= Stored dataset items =
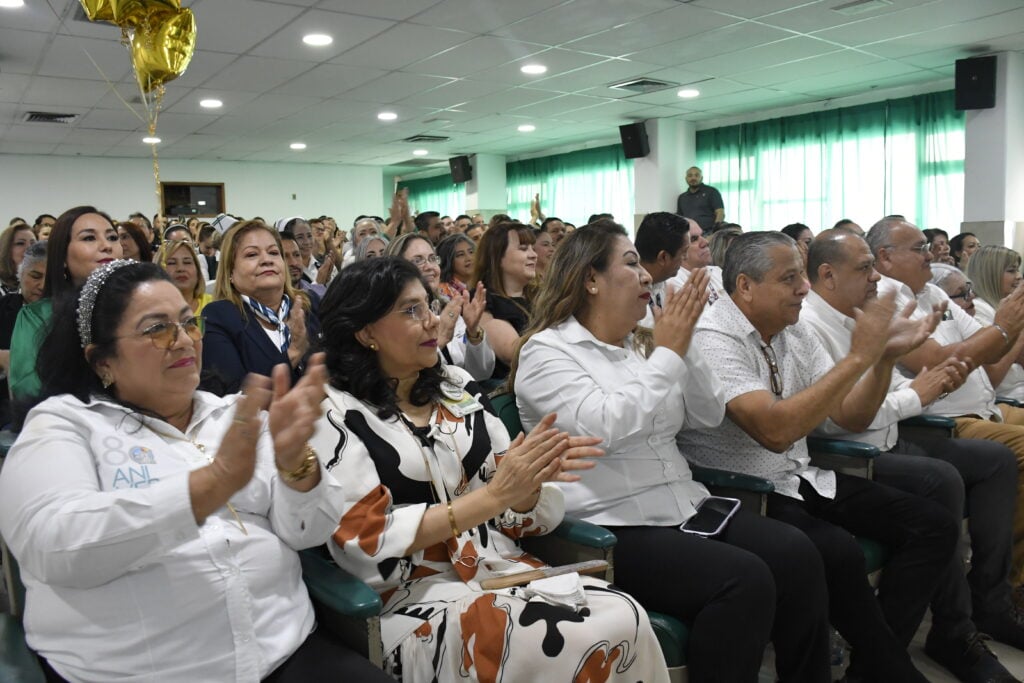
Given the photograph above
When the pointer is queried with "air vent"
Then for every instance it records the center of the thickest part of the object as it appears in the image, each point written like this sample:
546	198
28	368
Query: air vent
419	161
860	6
49	117
426	138
642	85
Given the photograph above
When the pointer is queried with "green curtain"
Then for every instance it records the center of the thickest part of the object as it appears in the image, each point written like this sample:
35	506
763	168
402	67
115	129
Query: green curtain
435	194
573	185
902	156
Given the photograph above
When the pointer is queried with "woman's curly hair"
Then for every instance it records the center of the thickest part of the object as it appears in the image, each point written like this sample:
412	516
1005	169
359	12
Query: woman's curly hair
364	293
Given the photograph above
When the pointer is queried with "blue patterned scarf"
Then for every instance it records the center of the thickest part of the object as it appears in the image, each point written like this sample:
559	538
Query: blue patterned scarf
276	318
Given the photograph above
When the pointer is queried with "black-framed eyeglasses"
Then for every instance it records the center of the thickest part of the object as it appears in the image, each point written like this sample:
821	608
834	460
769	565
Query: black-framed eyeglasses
420	311
921	249
420	260
967	293
773	374
165	335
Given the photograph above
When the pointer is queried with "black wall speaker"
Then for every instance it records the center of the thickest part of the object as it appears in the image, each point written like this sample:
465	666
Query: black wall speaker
976	83
461	169
634	139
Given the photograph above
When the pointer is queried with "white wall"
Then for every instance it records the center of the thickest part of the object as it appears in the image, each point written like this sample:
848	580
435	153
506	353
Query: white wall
32	184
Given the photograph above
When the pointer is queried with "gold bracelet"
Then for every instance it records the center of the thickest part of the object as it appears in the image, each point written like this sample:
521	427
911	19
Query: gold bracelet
309	465
455	527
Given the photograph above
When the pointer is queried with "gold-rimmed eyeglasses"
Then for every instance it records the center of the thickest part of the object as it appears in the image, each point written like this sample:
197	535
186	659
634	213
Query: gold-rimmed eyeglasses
773	374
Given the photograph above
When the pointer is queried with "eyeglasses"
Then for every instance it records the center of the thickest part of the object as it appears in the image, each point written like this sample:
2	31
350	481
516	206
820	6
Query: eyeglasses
420	260
921	249
774	375
419	311
967	293
165	335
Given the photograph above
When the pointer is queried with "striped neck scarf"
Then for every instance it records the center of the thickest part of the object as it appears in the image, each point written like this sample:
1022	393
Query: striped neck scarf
278	318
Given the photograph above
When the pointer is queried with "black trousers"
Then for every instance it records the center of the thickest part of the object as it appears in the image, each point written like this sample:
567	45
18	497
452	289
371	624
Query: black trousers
318	658
760	581
922	539
965	476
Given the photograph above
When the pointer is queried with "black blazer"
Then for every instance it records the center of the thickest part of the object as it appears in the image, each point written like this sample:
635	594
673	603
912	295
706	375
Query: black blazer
232	347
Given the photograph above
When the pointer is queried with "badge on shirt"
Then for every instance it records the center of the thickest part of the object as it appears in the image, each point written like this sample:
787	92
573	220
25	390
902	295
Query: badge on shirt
462	406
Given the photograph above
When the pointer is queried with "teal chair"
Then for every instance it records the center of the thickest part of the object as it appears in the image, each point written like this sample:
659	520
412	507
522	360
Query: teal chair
672	634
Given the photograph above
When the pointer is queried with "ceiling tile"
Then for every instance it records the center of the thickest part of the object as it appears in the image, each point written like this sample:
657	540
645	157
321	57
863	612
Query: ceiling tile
20	50
825	63
480	17
557	60
32	16
605	73
509	99
754	9
74	56
12	86
720	41
404	43
27	147
783	51
940	14
455	93
329	80
555	105
656	29
395	86
347	31
820	15
385	9
474	55
218	22
203	67
583	17
257	74
62	91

= EXERCISE =
Return all of the entries word for word, but omit the pictures.

= TASK RESPONSE =
Given the photograph above
When the pointer is queried with "air vent"
Then for every instance it records the center of the thickest part of the object as it appears in the image, each point written like this sample:
546	198
28	368
Query: air vent
419	161
860	6
49	117
426	138
642	85
Given the photograph above
When the pointer is queried with "green curtain"
Then for every instance it records the center of the thickest part of the object as it appears in the image, each point written like this sample:
35	506
763	168
402	67
115	129
Query: green curtain
435	194
573	185
902	156
Given the photograph above
When the pointer is queried with "woman's curly hair"
Then for every instance it records the center of the thickest part of the object as it appears in the image, each point written like this sample:
412	516
1005	169
359	12
Query: woman's curly hair
364	293
Given the photograph above
When the pointer is queried with "blue patterned scarf"
Then for every instance it records the center of the thickest part of the object as it appears in the image, each point written like this sample:
559	538
Query: blue patterned scarf
276	318
Given the photograph above
When the pointer is queried with "black-framed eyeglasses"
Then for every instance it records the center of the thickest part of the object as it appears in the image, each point written like this sample:
821	608
834	460
769	565
Query: black-framed eyeglasses
420	311
921	249
420	260
967	293
773	374
165	335
Given the photograph above
When the pointer is queried with "black wall speaker"
Then for every instance it records the center of the thickest part of the object as it appears in the image, each point written like this sample:
465	666
Query: black wall speaker
976	83
461	169
634	139
Given the photograph above
When the pointer is queried with "white wall"
Then for every instance it records the center of the thickest part of the object as it appears in the image, each point written like this sample:
848	580
435	153
506	353
Query: white wall
32	184
Given the photograph above
When the pointer is queried with "gold bracelet"
Then for every instance it records the center of the thickest part of the object as it appears in the image, each point written like this sample:
521	427
911	19
Query: gold bracelet
309	465
455	527
Given the photograph above
When the pointer is queried with "gold-rimmed eyeglasses"
Then for every instance it records the center of the thickest part of the object as it appears in the image, each point written like this sample:
197	535
186	659
634	213
Query: gold-rimmed eyeglasses
773	374
Given the photograph above
When the pointer is queried with "eyeglasses"
Then for every instance it records the center of the thickest part of the object as it appears in the image, each point written like this sample:
2	31
350	481
516	206
820	6
Query: eyeglasses
420	260
921	249
774	375
419	311
967	293
165	335
Given the photograph above
When the pointer is queried with "striped neck scarf"
Then for every instance it records the center of the thickest part of the object as it appears in the image, each point written like this sample:
1022	393
Query: striped neck scarf
278	318
Given the photograph above
When the pointer is queried with "black trousers"
Then for every instance it records the center of the thickest part of the object as it appears in the image, each point written like this sample:
567	45
18	497
452	289
371	624
Query: black trousers
318	658
760	581
922	539
965	476
Given the photograph above
When the pointer is queried with "black blazer"
Then for every instance it records the center of the thickest part of the object as it appears in the image, each point written like this sample:
635	594
673	603
912	295
706	375
Query: black blazer
232	347
Given the photograph above
When the pointer is queried with "badge on shirt"
Then for every instance it records the center of the thickest part of the object as it appears in the image, each point written like this sample:
787	92
573	220
25	390
902	295
Query: badge on shirt
462	406
Given the photograph above
When the pointer is queried with "teal chair"
Then for every instance it records the center of the thickest part of the object as it appears in the image, each point written like this sample:
659	520
412	507
522	360
Query: teal chair
672	634
Given the photograph above
When the pointer is queried with "ceiling tile"
Then for every instance it records the center of the thickest part of the object as it appears in the image, each point written like this sample:
657	540
645	157
321	57
863	612
Query: ceiling tile
20	50
825	63
480	17
557	60
32	16
605	73
509	99
754	9
74	56
12	86
720	41
404	43
27	147
783	51
940	14
455	93
329	80
555	105
656	29
395	86
347	31
820	15
385	9
474	55
218	22
203	67
583	17
257	74
62	91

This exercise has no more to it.